* Challenge *
Count the lines of the records that contain the word "water", and reply with only that number.

Items from a labeling collection
════════

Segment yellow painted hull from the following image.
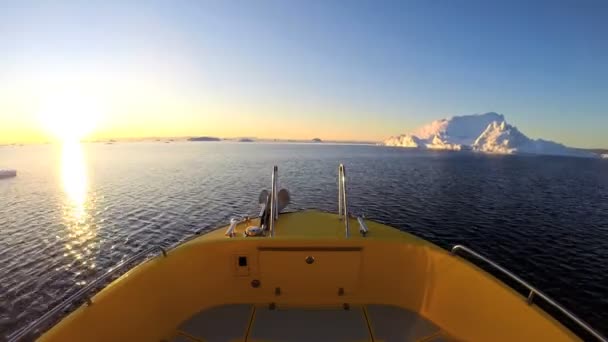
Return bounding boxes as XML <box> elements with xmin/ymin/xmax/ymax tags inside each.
<box><xmin>40</xmin><ymin>211</ymin><xmax>579</xmax><ymax>341</ymax></box>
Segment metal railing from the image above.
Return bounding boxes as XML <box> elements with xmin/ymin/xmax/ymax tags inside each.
<box><xmin>8</xmin><ymin>246</ymin><xmax>167</xmax><ymax>342</ymax></box>
<box><xmin>338</xmin><ymin>164</ymin><xmax>350</xmax><ymax>239</ymax></box>
<box><xmin>269</xmin><ymin>165</ymin><xmax>279</xmax><ymax>237</ymax></box>
<box><xmin>357</xmin><ymin>216</ymin><xmax>369</xmax><ymax>237</ymax></box>
<box><xmin>451</xmin><ymin>245</ymin><xmax>608</xmax><ymax>342</ymax></box>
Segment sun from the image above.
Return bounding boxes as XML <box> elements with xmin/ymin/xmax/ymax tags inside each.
<box><xmin>38</xmin><ymin>90</ymin><xmax>103</xmax><ymax>143</ymax></box>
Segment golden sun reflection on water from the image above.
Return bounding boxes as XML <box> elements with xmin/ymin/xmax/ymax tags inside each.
<box><xmin>61</xmin><ymin>142</ymin><xmax>88</xmax><ymax>221</ymax></box>
<box><xmin>61</xmin><ymin>142</ymin><xmax>96</xmax><ymax>278</ymax></box>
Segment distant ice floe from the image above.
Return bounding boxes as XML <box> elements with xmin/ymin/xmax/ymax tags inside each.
<box><xmin>384</xmin><ymin>112</ymin><xmax>598</xmax><ymax>158</ymax></box>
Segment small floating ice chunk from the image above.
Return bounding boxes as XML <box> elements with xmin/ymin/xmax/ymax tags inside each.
<box><xmin>0</xmin><ymin>169</ymin><xmax>17</xmax><ymax>178</ymax></box>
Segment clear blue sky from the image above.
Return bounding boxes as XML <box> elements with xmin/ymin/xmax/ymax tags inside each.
<box><xmin>0</xmin><ymin>0</ymin><xmax>608</xmax><ymax>148</ymax></box>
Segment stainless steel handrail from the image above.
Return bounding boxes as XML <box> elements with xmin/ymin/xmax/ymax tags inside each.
<box><xmin>8</xmin><ymin>246</ymin><xmax>167</xmax><ymax>342</ymax></box>
<box><xmin>357</xmin><ymin>216</ymin><xmax>369</xmax><ymax>237</ymax></box>
<box><xmin>451</xmin><ymin>245</ymin><xmax>608</xmax><ymax>342</ymax></box>
<box><xmin>268</xmin><ymin>165</ymin><xmax>279</xmax><ymax>237</ymax></box>
<box><xmin>338</xmin><ymin>164</ymin><xmax>350</xmax><ymax>239</ymax></box>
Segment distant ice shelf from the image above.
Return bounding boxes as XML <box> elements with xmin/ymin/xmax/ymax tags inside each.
<box><xmin>0</xmin><ymin>169</ymin><xmax>17</xmax><ymax>178</ymax></box>
<box><xmin>384</xmin><ymin>112</ymin><xmax>598</xmax><ymax>158</ymax></box>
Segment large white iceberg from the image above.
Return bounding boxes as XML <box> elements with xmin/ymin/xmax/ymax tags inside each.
<box><xmin>384</xmin><ymin>113</ymin><xmax>596</xmax><ymax>157</ymax></box>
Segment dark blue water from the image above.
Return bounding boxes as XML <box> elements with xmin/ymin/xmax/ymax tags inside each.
<box><xmin>0</xmin><ymin>142</ymin><xmax>608</xmax><ymax>336</ymax></box>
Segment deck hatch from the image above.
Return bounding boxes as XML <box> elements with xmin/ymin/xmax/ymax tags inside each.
<box><xmin>258</xmin><ymin>249</ymin><xmax>361</xmax><ymax>297</ymax></box>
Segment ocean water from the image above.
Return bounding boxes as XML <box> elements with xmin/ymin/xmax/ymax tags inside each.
<box><xmin>0</xmin><ymin>142</ymin><xmax>608</xmax><ymax>340</ymax></box>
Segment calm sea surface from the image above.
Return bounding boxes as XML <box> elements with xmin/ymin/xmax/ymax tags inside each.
<box><xmin>0</xmin><ymin>142</ymin><xmax>608</xmax><ymax>340</ymax></box>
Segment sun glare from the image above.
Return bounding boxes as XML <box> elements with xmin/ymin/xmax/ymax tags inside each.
<box><xmin>38</xmin><ymin>91</ymin><xmax>103</xmax><ymax>143</ymax></box>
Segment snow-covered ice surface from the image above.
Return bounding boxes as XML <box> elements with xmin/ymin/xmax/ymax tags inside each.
<box><xmin>384</xmin><ymin>112</ymin><xmax>597</xmax><ymax>158</ymax></box>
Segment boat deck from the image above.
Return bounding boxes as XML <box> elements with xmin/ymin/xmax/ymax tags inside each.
<box><xmin>172</xmin><ymin>304</ymin><xmax>450</xmax><ymax>342</ymax></box>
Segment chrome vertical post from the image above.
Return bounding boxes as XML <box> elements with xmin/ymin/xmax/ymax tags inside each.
<box><xmin>269</xmin><ymin>165</ymin><xmax>278</xmax><ymax>237</ymax></box>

════════

* Response below *
3